- _TASK DESCRIPTION_
Scan the data for "hillside" and copy the lines it appears in.
--- INFORMATION GIVEN ---
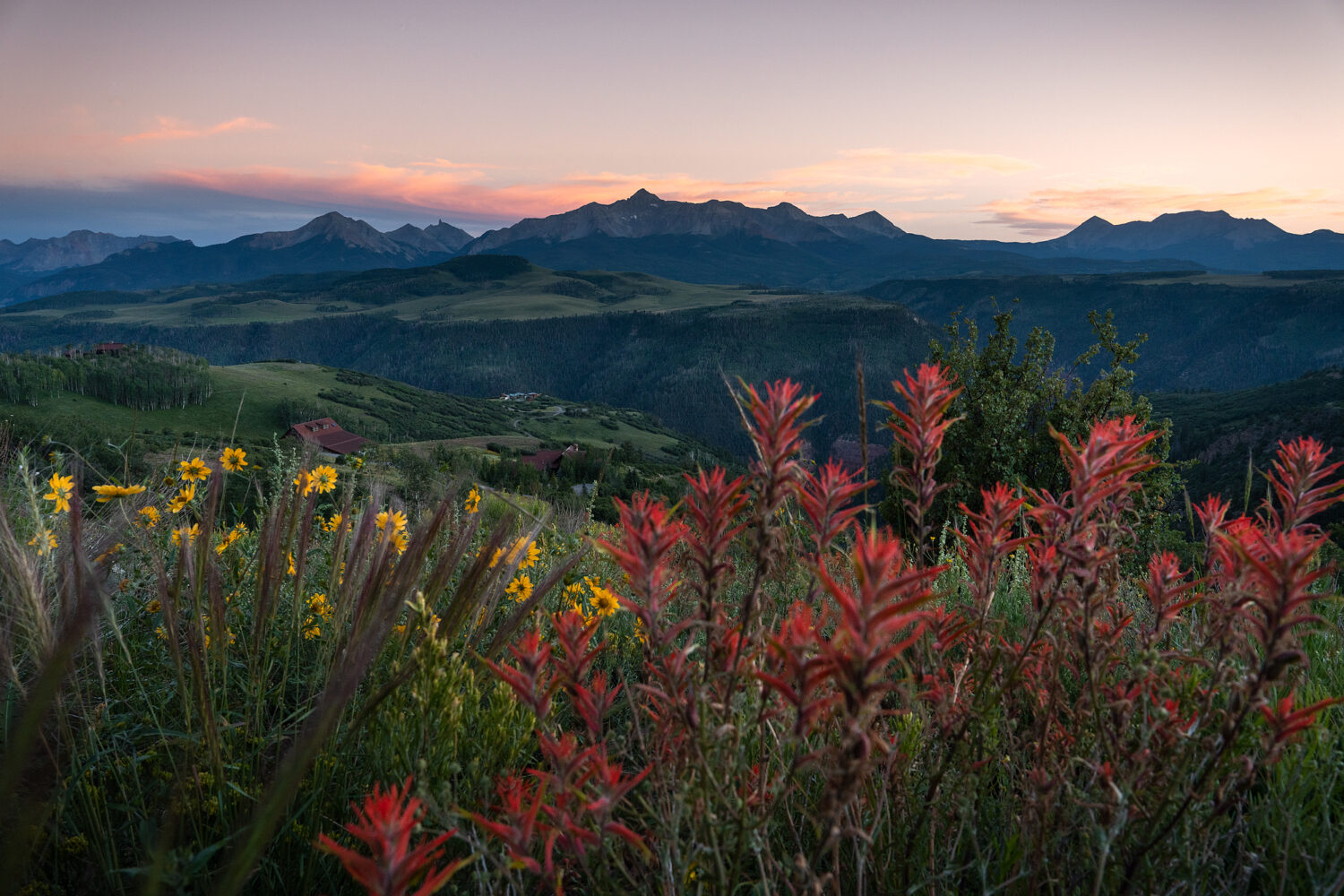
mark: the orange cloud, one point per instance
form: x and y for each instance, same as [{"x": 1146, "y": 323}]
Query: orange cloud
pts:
[
  {"x": 175, "y": 129},
  {"x": 1048, "y": 212}
]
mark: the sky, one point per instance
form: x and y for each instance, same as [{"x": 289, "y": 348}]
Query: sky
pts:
[{"x": 959, "y": 118}]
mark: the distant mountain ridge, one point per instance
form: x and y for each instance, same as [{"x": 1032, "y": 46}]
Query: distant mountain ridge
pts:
[
  {"x": 330, "y": 242},
  {"x": 1210, "y": 238},
  {"x": 75, "y": 249},
  {"x": 647, "y": 215},
  {"x": 709, "y": 242}
]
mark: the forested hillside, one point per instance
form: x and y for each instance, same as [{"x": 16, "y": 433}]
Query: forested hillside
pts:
[{"x": 676, "y": 366}]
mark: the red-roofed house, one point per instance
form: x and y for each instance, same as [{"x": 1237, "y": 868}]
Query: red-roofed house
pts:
[
  {"x": 550, "y": 460},
  {"x": 327, "y": 435}
]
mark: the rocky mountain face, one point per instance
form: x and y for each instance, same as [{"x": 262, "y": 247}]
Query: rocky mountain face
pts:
[
  {"x": 710, "y": 242},
  {"x": 73, "y": 250},
  {"x": 647, "y": 215}
]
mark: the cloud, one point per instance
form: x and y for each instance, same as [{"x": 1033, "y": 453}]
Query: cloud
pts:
[
  {"x": 1048, "y": 212},
  {"x": 854, "y": 180},
  {"x": 175, "y": 129}
]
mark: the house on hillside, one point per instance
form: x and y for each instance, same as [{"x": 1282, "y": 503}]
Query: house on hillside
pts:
---
- _RESPONSE TO THE TASK_
mark: the forested hillside, one point per instance
Query: forested hillside
mark: the house on hillside, one point per instance
Query: house on hillside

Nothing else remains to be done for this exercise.